Francesco Sisci: China has Trade Surplus. It Also Has Suicide Chat Groups. Are The Two Related?
A historical look at a particularly Chinese malaise.
Guest post by Francesco Sisci first carried by Settimana News as China’s Suicidal Surplus. Published here with author’s permission. (Please keep tuned for a THG recommendation post focusing on China that will follow shortly.)
Francesco Sisci (Image courtesy: Sisci’s Twitter account)
The first [surplus crisis] was around 1630, during the Ming dynasty. The crippled Ming economy got a boost around the late 16th century from Spanish trade via Manila and Mexico. The Spaniards and Portuguese bought Chinese vases and silk brocade for silver, which fueled the Ming economy. Around 1630, when the Habsburgs entered the 30 Years War, they didn’t have money for fancy Ming products. Silver inflow in China dropped, inflation set in, the Li Zicheng rebellion took over the country, the last Ming emperor hung himself, and the Qing moved in. Precisely 200 years later, around 1830, a surplus again caused a problem. This time the Qing were hoarding all the silver in the world by selling tea leaves and buying little in return. The English forced the sale of opium to balance the books. Then came the Taiping Rebellion and the fall of the Qing. Now we have a third surplus crisis, precisely 200 years after the second and 400 years after the first.
On April 4, the 4-4 (an ominous number in Chinese superstition, as four sounds like “death”), four young people killed themselves in Hunan. They didn’t know each other and met only through one of the hundreds of “suicide chat groups” active in China, each with up to 500 members. The oldest was 33; the youngest, a girl, was just 22.
Other countries have the same problem, but social issues can be funneled and dealt with through an open society. China doesn’t have an open society.
In 2005, with a very senior Asian politician, we tried to warn Beijing about the dangers of possible extensive unrest in Hong Kong in a decade. We saw then three issues: salaries stagnated, no opportunities to strike rich, and a new inflow of talented Mainlanders was taking up plum jobs. Young Hong Kongers might be marginalized and feel desperate. Political consciousness about the situation would ripen in a decade or so for various reasons. Democracy was a way to channel future resentment. Beijing didn’t see the dangers, but sure enough, in 2014 and then 2018, there were protests, and to crush them, Beijing killed the old Hong Kong.
Chinese suicide groups come after a significant movement of tangping, laying flat, doing nothing, de facto peaceful resistance, which has been expanding since 2017, when the term tangping first emerged. Laying flat and suicide drives could then become a political consciousness and active resistance in the next few years.
No exhaustive explanation of the tangping movement is available, but it is possibly a Hong Kong–like picture. Young people no longer have many opportunities for advancement, society is more demanding, and there is less hope around. It is a common feature in advanced countries, managed through open society and democratic institutions − something unavailable in China.
It happens on the following historical background − a four-century-old controversial problem of surplus.

REQUEST 1 >> In the essay on China's surplus crises, rename "tangping" as "lying flat" throughout the part that opens with the words containing "Chinese suicide groups" and closes with "unavailable in China.", and give that part again.
REQUEST 2 >> According to the essay on China's surplus crises, what were the Qing selling around 1830 that let them hoard silver?
REQUEST 3 >> Resume the essay on China's surplus crises from the point where it stops.
The lines that come next are separate material with no connection to the essay.

Object outline annotations:
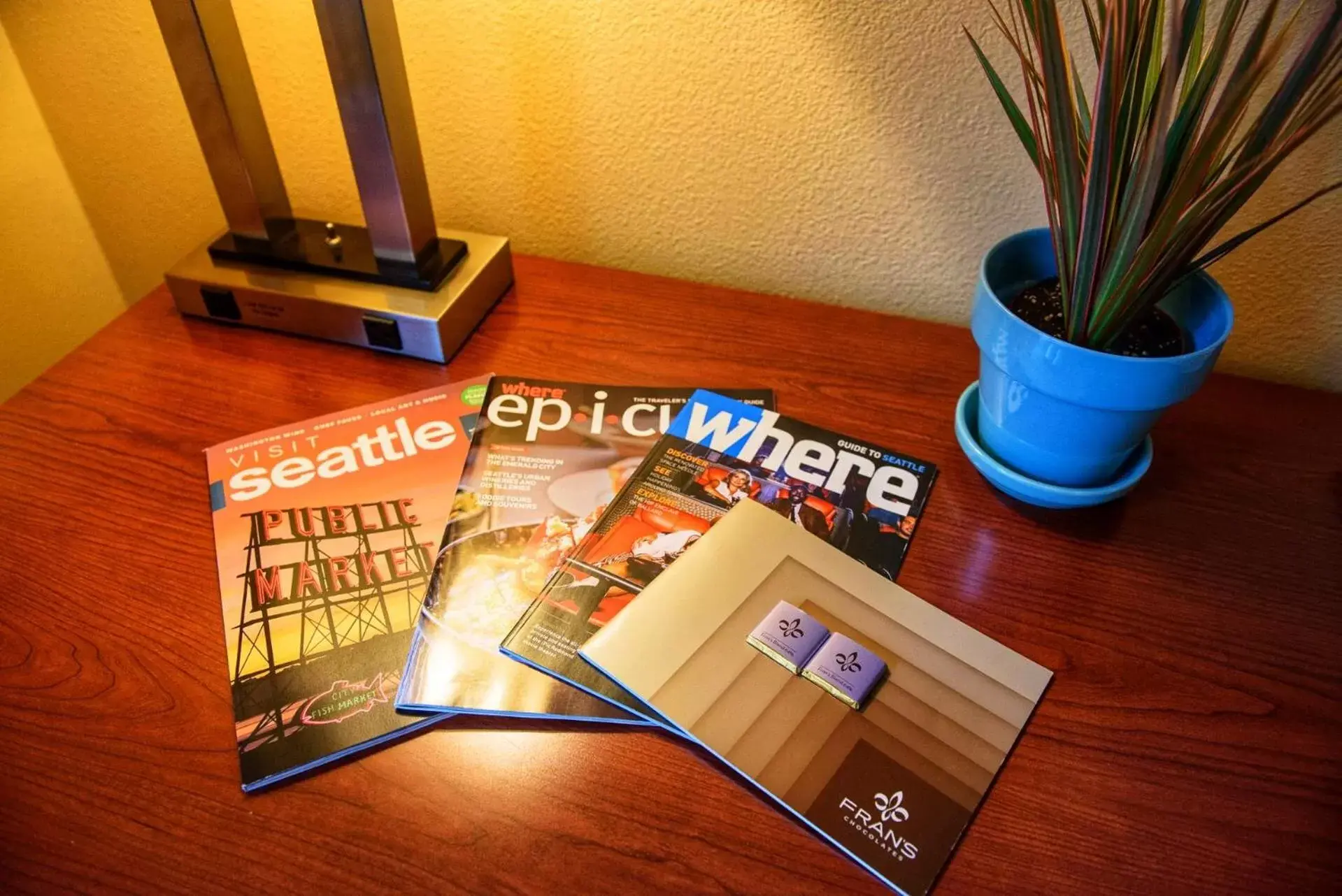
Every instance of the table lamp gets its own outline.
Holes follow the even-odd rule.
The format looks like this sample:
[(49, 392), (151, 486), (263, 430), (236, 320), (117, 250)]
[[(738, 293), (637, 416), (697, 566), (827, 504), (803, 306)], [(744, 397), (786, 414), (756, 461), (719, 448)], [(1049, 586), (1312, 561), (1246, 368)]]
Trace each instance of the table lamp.
[(391, 0), (314, 0), (366, 227), (295, 217), (229, 0), (153, 0), (227, 231), (166, 274), (181, 314), (446, 362), (513, 283), (439, 231)]

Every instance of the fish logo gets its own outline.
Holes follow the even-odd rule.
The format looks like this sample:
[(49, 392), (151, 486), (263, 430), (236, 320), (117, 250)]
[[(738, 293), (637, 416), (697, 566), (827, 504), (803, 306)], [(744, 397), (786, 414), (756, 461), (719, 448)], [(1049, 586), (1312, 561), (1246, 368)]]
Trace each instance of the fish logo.
[(862, 672), (862, 663), (858, 661), (858, 652), (835, 653), (835, 664), (841, 672)]
[(372, 712), (378, 703), (391, 703), (381, 672), (354, 684), (341, 679), (307, 702), (299, 714), (299, 722), (338, 724), (361, 712)]

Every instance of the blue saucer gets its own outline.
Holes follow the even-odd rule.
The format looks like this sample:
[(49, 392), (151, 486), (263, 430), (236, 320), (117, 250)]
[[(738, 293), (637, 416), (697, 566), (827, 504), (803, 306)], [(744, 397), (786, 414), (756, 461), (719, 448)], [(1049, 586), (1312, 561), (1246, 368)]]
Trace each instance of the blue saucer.
[(1146, 475), (1147, 468), (1151, 465), (1151, 453), (1154, 452), (1151, 437), (1147, 436), (1141, 445), (1133, 449), (1131, 456), (1123, 461), (1123, 465), (1118, 468), (1118, 478), (1107, 486), (1072, 488), (1031, 479), (1001, 463), (978, 444), (977, 380), (969, 384), (969, 388), (965, 389), (956, 404), (956, 439), (960, 441), (965, 456), (969, 457), (969, 463), (993, 486), (1027, 504), (1056, 510), (1066, 507), (1094, 507), (1095, 504), (1122, 498)]

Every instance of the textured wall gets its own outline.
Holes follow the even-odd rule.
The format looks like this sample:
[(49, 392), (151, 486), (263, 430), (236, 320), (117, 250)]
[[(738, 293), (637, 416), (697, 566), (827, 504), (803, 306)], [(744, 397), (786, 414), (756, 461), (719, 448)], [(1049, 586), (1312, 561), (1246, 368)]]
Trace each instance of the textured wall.
[(0, 401), (125, 309), (0, 27)]
[[(295, 207), (357, 220), (310, 4), (234, 5)], [(1043, 223), (960, 35), (988, 31), (980, 0), (396, 7), (439, 220), (523, 252), (964, 322), (982, 252)], [(145, 291), (221, 225), (148, 1), (0, 17), (118, 282)], [(1337, 177), (1335, 122), (1249, 213)], [(1223, 369), (1342, 389), (1339, 223), (1334, 196), (1216, 268)]]

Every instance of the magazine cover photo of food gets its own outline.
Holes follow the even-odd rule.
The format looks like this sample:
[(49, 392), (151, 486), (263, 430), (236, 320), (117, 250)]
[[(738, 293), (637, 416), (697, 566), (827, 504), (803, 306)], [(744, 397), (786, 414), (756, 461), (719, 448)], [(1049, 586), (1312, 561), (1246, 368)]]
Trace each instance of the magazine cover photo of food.
[[(494, 377), (397, 708), (647, 724), (499, 642), (694, 392)], [(773, 404), (768, 390), (731, 394)]]
[[(577, 652), (714, 520), (741, 502), (764, 504), (894, 581), (937, 476), (935, 465), (878, 445), (726, 396), (695, 397), (710, 394), (702, 406), (734, 414), (733, 425), (691, 432), (678, 417), (503, 641), (509, 656), (656, 722)], [(760, 428), (758, 444), (721, 441), (745, 425)]]

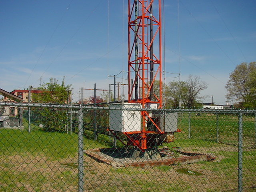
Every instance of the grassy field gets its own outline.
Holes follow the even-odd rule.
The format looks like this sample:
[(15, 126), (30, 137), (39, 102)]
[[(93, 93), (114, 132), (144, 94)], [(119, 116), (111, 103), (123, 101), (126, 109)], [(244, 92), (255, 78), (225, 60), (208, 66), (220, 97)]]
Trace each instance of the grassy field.
[[(178, 120), (181, 132), (166, 145), (210, 153), (215, 160), (115, 168), (84, 155), (84, 191), (237, 191), (237, 116), (218, 116), (216, 142), (216, 115), (190, 114), (189, 139), (188, 115), (182, 115)], [(243, 140), (248, 142), (243, 148), (243, 191), (256, 189), (256, 150), (250, 147), (255, 143), (246, 141), (255, 141), (254, 118), (243, 119)], [(97, 142), (92, 138), (91, 132), (85, 132), (84, 149), (112, 146), (107, 136), (99, 135)], [(0, 139), (0, 191), (77, 191), (76, 134), (45, 132), (33, 126), (29, 134), (1, 129)]]

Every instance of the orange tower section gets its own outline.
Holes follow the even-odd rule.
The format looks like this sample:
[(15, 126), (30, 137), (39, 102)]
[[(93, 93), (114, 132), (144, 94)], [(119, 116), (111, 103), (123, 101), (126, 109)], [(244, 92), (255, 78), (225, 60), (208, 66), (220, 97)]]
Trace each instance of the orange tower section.
[(162, 107), (160, 1), (128, 0), (128, 102), (140, 104), (142, 110), (141, 130), (124, 133), (142, 152), (164, 134), (146, 110)]

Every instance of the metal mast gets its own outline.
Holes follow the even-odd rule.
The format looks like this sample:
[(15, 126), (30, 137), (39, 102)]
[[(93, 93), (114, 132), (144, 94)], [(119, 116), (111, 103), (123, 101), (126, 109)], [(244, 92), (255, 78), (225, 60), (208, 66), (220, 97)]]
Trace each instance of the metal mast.
[[(160, 18), (160, 0), (128, 0), (128, 102), (141, 104), (142, 108), (162, 107)], [(153, 85), (159, 88), (157, 94)], [(147, 112), (143, 110), (141, 115), (142, 128), (137, 133), (138, 136), (131, 136), (135, 133), (126, 134), (129, 142), (143, 151), (147, 148), (148, 134), (163, 132)], [(149, 122), (156, 130), (147, 129)]]

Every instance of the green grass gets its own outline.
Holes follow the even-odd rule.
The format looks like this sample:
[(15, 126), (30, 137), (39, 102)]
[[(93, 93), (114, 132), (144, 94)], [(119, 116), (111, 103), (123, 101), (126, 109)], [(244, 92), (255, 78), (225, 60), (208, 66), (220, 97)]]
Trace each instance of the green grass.
[[(173, 142), (165, 144), (171, 150), (179, 149), (212, 154), (214, 162), (156, 167), (112, 168), (84, 156), (86, 191), (222, 191), (237, 190), (238, 118), (218, 116), (219, 141), (216, 141), (216, 116), (190, 114), (190, 138), (188, 115), (178, 118), (181, 132)], [(244, 117), (243, 184), (253, 191), (256, 180), (254, 117)], [(27, 122), (23, 125), (27, 128)], [(31, 125), (31, 132), (0, 129), (0, 192), (77, 191), (78, 136), (75, 133), (45, 132)], [(252, 141), (252, 142), (251, 142)], [(84, 149), (113, 147), (106, 136), (85, 130)], [(227, 144), (229, 144), (228, 145)], [(122, 146), (118, 142), (117, 146)], [(184, 171), (179, 172), (178, 170)], [(186, 170), (200, 173), (188, 174)], [(178, 170), (177, 171), (177, 170)]]

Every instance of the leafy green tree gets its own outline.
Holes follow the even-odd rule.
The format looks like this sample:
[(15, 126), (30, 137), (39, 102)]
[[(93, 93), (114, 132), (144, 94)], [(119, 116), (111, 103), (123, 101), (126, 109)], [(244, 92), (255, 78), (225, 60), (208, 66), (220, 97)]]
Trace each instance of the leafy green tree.
[(65, 86), (65, 77), (61, 84), (58, 84), (56, 78), (50, 78), (50, 82), (44, 82), (38, 89), (41, 93), (32, 96), (34, 102), (43, 103), (68, 103), (70, 101), (71, 85)]
[(243, 108), (256, 107), (256, 62), (238, 65), (230, 74), (225, 96), (229, 100), (235, 100), (236, 106)]
[[(38, 88), (41, 93), (32, 95), (33, 102), (41, 103), (64, 104), (70, 101), (71, 85), (65, 86), (64, 77), (61, 84), (55, 78), (50, 78), (50, 82), (44, 82)], [(43, 125), (45, 131), (65, 131), (67, 128), (68, 111), (67, 109), (42, 108), (38, 110), (37, 122)]]
[(177, 108), (179, 107), (179, 102), (182, 100), (184, 93), (187, 91), (184, 81), (171, 81), (166, 86), (166, 107)]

WRITTEN RESPONSE 1 >>
Chinese suicide groups come after a significant movement of lying flat, laying flat, doing nothing, de facto peaceful resistance, which has been expanding since 2017, when the term lying flat first emerged. Laying flat and suicide drives could then become a political consciousness and active resistance in the next few years.
No exhaustive explanation of the lying flat movement is available, but it is possibly a Hong Kong–like picture. Young people no longer have many opportunities for advancement, society is more demanding, and there is less hope around. It is a common feature in advanced countries, managed through open society and democratic institutions − something unavailable in China.

WRITTEN RESPONSE 2 >> Tea leaves.

WRITTEN RESPONSE 3 >>
(1) China’s trade surplus has been a problem for the US for over 20 years, and China hasn’t budged about it. It is crucial, and all arguments that it doesn’t matter are pretty weak. If it didn’t really matter, the Chinese would have solved it. In fact, China now has only one big growth driver: infrastructure, financed by printing money secured by growth from people’s huge savings (heavily “taxed” because the spread on interests of deposits versus loans is enormous) and fresh cash from the surplus. Without the surplus, everything would be more difficult, with factories closing down, a crisis of confidence in the market, et cetera. Theoretically, China can do without this huge surplus, but it needs to re-engineer the whole economy.
(2) Historically this is the third Chinese surplus crisis in 400 years. They curiously happen every 200 years. The first was around 1630, during the Ming dynasty. The crippled Ming economy got a boost around the late 16th century from Spanish trade via Manila and Mexico. The Spaniards and Portuguese bought Chinese vases and silk brocade for silver, which fueled the Ming economy. Around 1630, when the Habsburgs entered the 30 Years War, they didn’t have money for fancy Ming products. Silver inflow in China dropped, inflation set in, the Li Zicheng rebellion took over the country, the last Ming emperor hung himself, and the Qing moved in. Precisely 200 years later, around 1830, a surplus again caused a problem. This time the Qing were hoarding all the silver in the world by selling tea leaves and buying little in return. The English forced the sale of opium to balance the books. Then came the Taiping Rebellion and the fall of the Qing. Now we have a third surplus crisis, precisely 200 years after the second and 400 years after the first.
Are surpluses sometimes not a problem? Yes, but only if the two systems are financially, diplomatically, and militarily integrated, like the US with Japan and Germany. Even then, there are issues. And for China?
On top of this, there is a trove of other issues: military, geopolitical, technological, political systems, cultural, et cetera. It combines in a magic cauldron from which all the worst demons can emerge.
All of this could result in something that would make everything blow up. Now as in the past considerations about domestic system stability trump concerns about solving issues that do not seem so urgent and can be postponed for some time.
But something could change very fast.
An external scenario in the current tense international environment could be a brief military clash causing a few dozen or hundreds of dead. If China wins, it’s a wild tiger; if China loses, it’s a paper tiger. In any case, it will be shut out from the rest of the international business community. Then there would be an economic crisis. Next, it “goes North Korea” and festers for years, or there is a coup.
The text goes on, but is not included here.